THE TASK:
Search the material for "necklace" and show all lines that contain it.

** Opening DATA FOR THIS EXERCISE block **

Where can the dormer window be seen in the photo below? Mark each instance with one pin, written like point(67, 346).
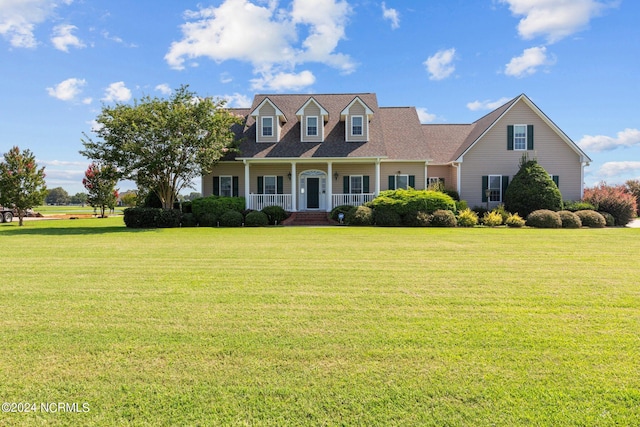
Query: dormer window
point(267, 126)
point(312, 126)
point(356, 125)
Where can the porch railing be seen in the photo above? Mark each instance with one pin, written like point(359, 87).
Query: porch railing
point(259, 201)
point(351, 199)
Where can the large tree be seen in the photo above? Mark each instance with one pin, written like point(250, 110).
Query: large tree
point(22, 184)
point(163, 144)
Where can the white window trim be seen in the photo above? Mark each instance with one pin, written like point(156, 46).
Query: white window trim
point(317, 126)
point(273, 124)
point(525, 137)
point(499, 187)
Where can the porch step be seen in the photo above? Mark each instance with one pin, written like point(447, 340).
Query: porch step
point(308, 218)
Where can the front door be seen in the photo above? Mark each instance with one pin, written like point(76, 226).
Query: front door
point(313, 193)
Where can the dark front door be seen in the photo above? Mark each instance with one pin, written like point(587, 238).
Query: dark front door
point(313, 193)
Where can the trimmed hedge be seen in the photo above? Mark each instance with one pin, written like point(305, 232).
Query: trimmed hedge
point(570, 219)
point(591, 219)
point(544, 218)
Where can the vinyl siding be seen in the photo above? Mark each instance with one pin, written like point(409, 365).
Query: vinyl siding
point(491, 157)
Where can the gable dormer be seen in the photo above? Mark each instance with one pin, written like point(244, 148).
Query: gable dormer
point(312, 117)
point(269, 121)
point(356, 116)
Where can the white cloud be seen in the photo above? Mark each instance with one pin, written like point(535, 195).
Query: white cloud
point(283, 81)
point(164, 89)
point(487, 104)
point(19, 18)
point(117, 92)
point(67, 90)
point(392, 15)
point(62, 38)
point(529, 62)
point(440, 65)
point(554, 19)
point(625, 139)
point(425, 116)
point(618, 169)
point(265, 36)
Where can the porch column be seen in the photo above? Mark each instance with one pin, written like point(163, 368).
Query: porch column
point(294, 187)
point(329, 186)
point(377, 177)
point(247, 198)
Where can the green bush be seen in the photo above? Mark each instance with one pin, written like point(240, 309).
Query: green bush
point(231, 218)
point(443, 218)
point(342, 209)
point(467, 218)
point(188, 220)
point(544, 218)
point(275, 214)
point(386, 217)
point(608, 218)
point(416, 219)
point(532, 189)
point(578, 206)
point(570, 219)
point(492, 219)
point(256, 219)
point(362, 215)
point(215, 206)
point(591, 219)
point(515, 221)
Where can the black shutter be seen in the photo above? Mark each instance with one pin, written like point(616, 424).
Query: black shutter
point(279, 184)
point(485, 186)
point(260, 185)
point(509, 137)
point(216, 185)
point(235, 191)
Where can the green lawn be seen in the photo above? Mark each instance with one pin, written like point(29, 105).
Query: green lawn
point(320, 326)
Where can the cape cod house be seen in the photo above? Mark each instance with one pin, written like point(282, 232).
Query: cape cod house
point(315, 152)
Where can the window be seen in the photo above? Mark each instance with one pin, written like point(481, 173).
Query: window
point(355, 186)
point(226, 186)
point(495, 188)
point(356, 125)
point(267, 126)
point(312, 126)
point(520, 137)
point(270, 185)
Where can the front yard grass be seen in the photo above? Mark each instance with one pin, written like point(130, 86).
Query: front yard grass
point(320, 326)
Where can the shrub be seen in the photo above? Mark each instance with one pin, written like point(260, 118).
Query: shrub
point(342, 209)
point(467, 218)
point(544, 218)
point(578, 206)
point(416, 219)
point(532, 189)
point(591, 219)
point(216, 206)
point(515, 221)
point(275, 214)
point(256, 219)
point(386, 217)
point(362, 215)
point(492, 219)
point(615, 200)
point(188, 220)
point(609, 220)
point(570, 219)
point(231, 218)
point(443, 218)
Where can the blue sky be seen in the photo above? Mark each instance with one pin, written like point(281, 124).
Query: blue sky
point(455, 60)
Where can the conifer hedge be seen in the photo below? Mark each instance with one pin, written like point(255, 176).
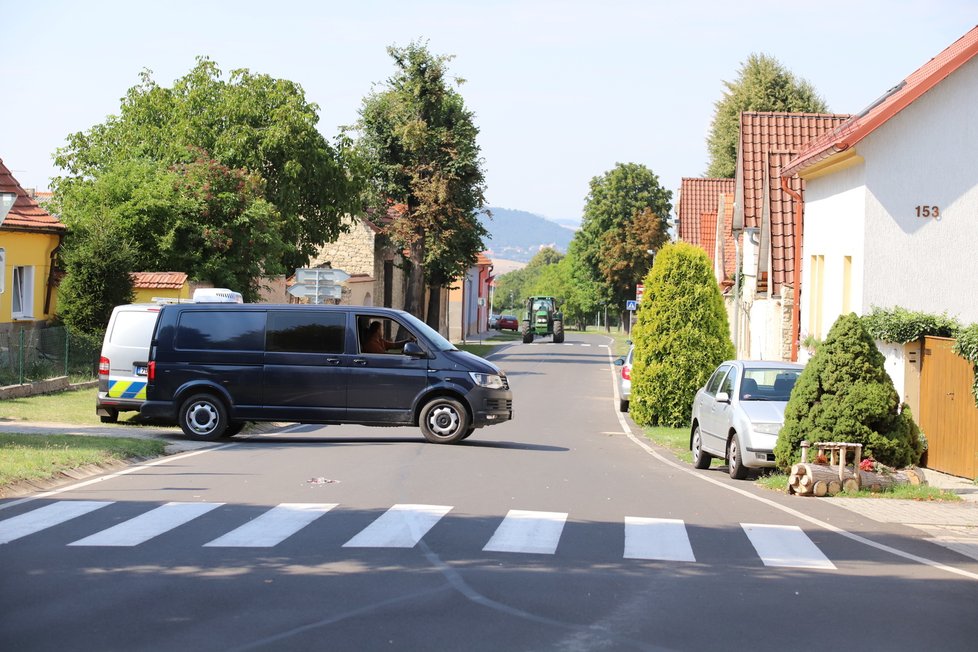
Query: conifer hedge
point(680, 336)
point(844, 394)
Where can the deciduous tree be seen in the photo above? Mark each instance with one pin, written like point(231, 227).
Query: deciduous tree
point(420, 142)
point(763, 84)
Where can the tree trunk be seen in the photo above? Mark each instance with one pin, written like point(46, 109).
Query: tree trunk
point(434, 308)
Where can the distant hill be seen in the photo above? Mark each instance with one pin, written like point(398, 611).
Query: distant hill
point(519, 235)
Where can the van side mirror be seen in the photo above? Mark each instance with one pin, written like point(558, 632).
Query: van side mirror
point(414, 350)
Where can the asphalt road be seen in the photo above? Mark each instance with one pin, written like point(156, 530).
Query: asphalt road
point(555, 531)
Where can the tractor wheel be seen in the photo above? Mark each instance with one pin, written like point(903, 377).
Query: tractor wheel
point(558, 332)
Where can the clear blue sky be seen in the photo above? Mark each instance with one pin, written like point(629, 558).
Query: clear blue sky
point(561, 89)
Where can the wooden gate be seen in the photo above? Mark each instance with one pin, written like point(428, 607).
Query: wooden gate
point(948, 415)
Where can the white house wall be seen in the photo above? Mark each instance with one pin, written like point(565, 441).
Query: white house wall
point(925, 156)
point(835, 205)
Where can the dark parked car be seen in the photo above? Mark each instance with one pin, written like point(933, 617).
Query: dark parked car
point(739, 413)
point(508, 323)
point(214, 367)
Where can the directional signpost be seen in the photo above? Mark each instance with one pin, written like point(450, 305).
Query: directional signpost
point(317, 284)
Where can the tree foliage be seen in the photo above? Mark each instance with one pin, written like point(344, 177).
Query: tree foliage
point(624, 216)
point(419, 140)
point(763, 84)
point(844, 394)
point(261, 128)
point(680, 336)
point(98, 259)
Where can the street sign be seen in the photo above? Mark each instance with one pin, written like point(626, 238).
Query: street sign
point(312, 275)
point(312, 292)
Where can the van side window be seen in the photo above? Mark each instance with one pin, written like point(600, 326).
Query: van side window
point(215, 330)
point(306, 331)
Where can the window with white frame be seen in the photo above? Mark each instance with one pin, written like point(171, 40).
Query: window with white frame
point(22, 292)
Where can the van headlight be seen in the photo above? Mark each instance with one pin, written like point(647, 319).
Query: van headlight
point(491, 381)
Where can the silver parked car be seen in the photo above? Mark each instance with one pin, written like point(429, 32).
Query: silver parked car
point(738, 414)
point(625, 379)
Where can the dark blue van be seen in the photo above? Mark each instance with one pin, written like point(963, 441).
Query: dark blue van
point(212, 368)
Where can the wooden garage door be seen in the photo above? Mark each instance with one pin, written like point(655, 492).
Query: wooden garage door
point(948, 415)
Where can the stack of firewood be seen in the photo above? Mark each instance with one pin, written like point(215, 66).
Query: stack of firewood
point(830, 475)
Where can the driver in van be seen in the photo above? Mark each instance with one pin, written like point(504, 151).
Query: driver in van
point(376, 343)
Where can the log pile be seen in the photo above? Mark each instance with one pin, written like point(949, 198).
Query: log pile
point(830, 475)
point(823, 480)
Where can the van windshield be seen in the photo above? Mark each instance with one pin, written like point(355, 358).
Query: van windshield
point(429, 333)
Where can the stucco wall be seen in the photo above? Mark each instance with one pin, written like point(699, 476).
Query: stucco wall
point(924, 156)
point(27, 250)
point(834, 228)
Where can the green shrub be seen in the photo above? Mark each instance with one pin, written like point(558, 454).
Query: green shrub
point(901, 325)
point(844, 394)
point(680, 336)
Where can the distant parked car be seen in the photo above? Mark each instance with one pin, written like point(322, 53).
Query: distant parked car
point(508, 323)
point(738, 414)
point(625, 379)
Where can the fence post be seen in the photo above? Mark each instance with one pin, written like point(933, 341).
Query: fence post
point(20, 376)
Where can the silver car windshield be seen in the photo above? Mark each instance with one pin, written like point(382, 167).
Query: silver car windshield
point(767, 384)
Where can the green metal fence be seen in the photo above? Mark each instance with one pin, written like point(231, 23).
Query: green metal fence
point(31, 355)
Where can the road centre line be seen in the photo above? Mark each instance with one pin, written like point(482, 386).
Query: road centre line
point(770, 503)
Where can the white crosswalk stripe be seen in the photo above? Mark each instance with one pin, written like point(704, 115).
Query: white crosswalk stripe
point(525, 531)
point(273, 526)
point(146, 526)
point(45, 517)
point(402, 526)
point(785, 545)
point(657, 538)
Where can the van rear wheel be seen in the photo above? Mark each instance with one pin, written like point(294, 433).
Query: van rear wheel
point(203, 417)
point(444, 421)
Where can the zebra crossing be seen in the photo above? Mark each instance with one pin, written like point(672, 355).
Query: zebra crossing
point(405, 525)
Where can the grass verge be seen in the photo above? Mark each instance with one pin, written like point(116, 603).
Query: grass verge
point(25, 458)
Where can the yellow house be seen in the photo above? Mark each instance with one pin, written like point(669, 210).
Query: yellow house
point(29, 242)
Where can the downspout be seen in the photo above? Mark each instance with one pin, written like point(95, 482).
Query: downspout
point(50, 284)
point(796, 304)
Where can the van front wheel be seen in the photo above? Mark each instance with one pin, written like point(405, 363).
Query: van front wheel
point(203, 417)
point(444, 421)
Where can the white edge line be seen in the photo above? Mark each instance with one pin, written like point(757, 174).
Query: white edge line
point(770, 503)
point(125, 471)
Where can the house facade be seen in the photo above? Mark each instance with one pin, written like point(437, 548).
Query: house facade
point(29, 241)
point(892, 198)
point(469, 302)
point(768, 228)
point(375, 266)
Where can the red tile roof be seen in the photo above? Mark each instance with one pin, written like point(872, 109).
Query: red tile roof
point(25, 215)
point(768, 140)
point(894, 101)
point(158, 280)
point(696, 197)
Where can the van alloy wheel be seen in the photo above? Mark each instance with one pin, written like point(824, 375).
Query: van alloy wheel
point(204, 417)
point(444, 421)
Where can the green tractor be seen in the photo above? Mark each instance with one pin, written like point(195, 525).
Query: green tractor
point(542, 318)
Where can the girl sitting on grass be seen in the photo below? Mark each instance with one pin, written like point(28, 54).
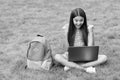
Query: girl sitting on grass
point(79, 33)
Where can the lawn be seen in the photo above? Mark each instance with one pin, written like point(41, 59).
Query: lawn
point(22, 20)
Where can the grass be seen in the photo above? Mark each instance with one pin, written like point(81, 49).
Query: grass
point(21, 20)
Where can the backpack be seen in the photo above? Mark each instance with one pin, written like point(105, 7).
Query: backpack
point(39, 51)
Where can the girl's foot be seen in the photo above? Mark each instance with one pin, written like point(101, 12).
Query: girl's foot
point(90, 70)
point(66, 68)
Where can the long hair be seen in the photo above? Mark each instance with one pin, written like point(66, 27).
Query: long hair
point(72, 28)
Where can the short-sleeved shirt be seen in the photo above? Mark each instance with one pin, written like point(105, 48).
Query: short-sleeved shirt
point(78, 36)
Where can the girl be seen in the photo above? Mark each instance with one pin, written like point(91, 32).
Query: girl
point(78, 34)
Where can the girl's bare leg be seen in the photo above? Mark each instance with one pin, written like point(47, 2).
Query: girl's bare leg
point(63, 60)
point(101, 59)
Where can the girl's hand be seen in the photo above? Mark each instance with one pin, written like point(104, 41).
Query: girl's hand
point(90, 28)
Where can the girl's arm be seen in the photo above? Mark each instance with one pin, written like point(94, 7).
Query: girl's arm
point(90, 35)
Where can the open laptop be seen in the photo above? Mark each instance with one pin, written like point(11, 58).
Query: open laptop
point(83, 53)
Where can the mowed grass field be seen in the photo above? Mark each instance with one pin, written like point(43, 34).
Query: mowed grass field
point(22, 20)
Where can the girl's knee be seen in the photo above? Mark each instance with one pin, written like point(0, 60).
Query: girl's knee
point(103, 57)
point(57, 57)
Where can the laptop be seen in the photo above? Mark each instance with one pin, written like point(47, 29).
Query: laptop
point(83, 53)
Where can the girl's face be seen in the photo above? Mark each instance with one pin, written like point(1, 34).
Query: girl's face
point(78, 21)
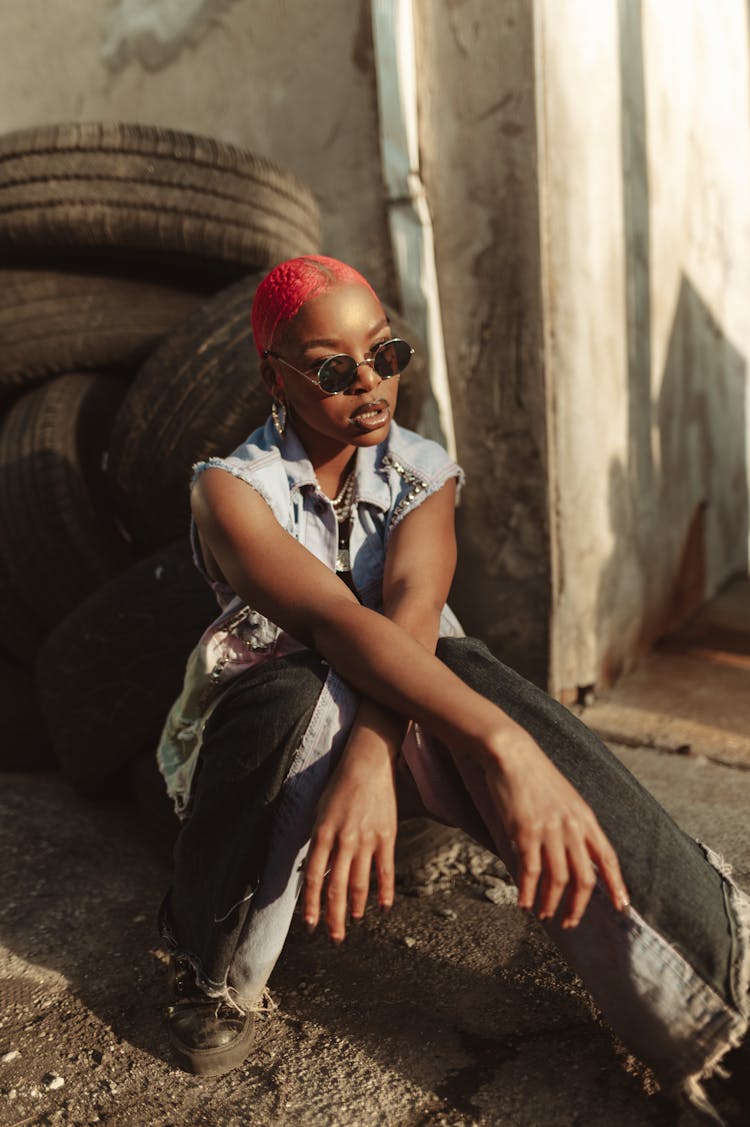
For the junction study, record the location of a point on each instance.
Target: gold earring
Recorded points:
(279, 413)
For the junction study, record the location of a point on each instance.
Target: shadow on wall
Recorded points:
(678, 511)
(689, 530)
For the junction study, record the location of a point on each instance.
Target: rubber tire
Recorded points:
(62, 541)
(53, 322)
(20, 630)
(108, 673)
(150, 192)
(25, 744)
(200, 393)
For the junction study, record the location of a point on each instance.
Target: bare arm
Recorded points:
(555, 832)
(356, 819)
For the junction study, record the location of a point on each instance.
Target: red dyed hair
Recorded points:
(288, 286)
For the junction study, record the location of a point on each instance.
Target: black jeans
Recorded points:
(670, 975)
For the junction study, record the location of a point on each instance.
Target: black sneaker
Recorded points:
(208, 1036)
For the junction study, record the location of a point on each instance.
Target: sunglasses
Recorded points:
(337, 373)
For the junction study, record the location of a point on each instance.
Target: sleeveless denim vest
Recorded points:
(390, 480)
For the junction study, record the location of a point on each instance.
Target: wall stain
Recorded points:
(153, 33)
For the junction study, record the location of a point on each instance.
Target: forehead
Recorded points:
(344, 312)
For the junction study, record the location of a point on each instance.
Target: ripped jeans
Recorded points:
(670, 975)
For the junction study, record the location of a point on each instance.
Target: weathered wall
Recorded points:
(645, 174)
(257, 74)
(478, 139)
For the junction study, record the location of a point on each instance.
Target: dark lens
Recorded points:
(391, 357)
(337, 373)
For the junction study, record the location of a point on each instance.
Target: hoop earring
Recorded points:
(279, 413)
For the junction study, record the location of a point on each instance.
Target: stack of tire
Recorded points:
(130, 256)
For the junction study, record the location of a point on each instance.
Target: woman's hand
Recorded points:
(559, 843)
(355, 826)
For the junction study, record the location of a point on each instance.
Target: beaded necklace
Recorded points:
(342, 507)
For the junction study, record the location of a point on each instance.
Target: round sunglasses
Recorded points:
(337, 373)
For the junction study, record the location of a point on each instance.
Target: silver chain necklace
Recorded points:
(342, 507)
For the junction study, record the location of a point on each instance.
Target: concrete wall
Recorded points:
(479, 167)
(256, 73)
(645, 175)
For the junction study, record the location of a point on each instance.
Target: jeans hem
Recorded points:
(690, 1090)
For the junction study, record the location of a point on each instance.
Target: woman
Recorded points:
(336, 691)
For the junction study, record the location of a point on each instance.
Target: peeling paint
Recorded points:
(153, 33)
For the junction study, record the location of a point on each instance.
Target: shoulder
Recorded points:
(258, 462)
(417, 467)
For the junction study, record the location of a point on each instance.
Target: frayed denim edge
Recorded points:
(690, 1091)
(262, 1006)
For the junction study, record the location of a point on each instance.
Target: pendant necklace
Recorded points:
(342, 507)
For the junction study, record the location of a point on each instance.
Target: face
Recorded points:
(347, 319)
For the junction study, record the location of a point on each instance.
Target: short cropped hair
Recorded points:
(291, 284)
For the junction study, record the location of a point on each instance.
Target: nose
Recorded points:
(367, 378)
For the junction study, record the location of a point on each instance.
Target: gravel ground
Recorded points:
(451, 1010)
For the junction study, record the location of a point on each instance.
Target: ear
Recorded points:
(272, 379)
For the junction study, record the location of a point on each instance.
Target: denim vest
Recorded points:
(389, 481)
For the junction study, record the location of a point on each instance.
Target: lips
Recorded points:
(371, 416)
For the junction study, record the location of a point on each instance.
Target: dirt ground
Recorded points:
(450, 1010)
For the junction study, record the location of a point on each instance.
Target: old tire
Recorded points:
(107, 674)
(151, 194)
(52, 321)
(25, 744)
(60, 541)
(199, 395)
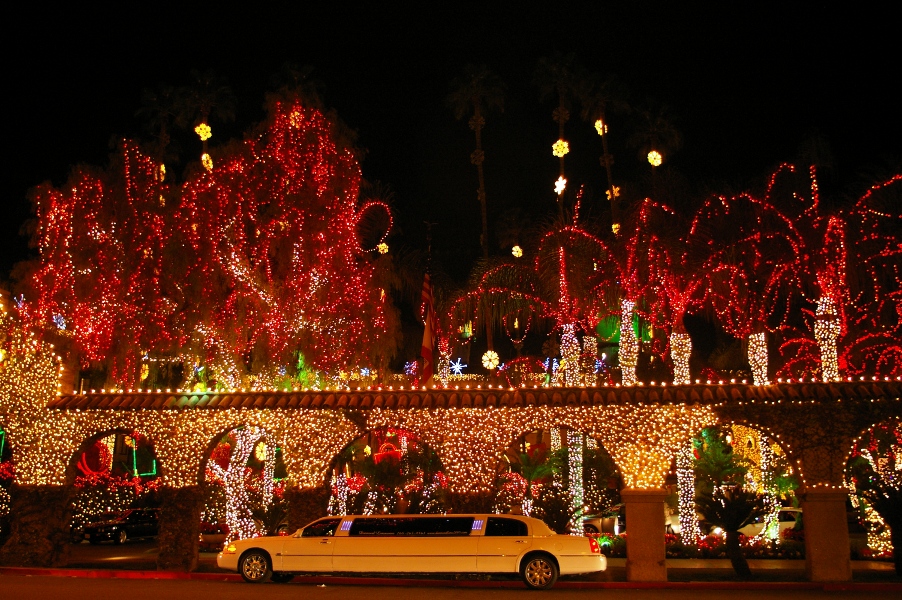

** Closing DATA FOR THIS EXERCISE block **

TASK RESULT:
Target: beaded necklace
Target: silver chain necklace
Target: pendant necklace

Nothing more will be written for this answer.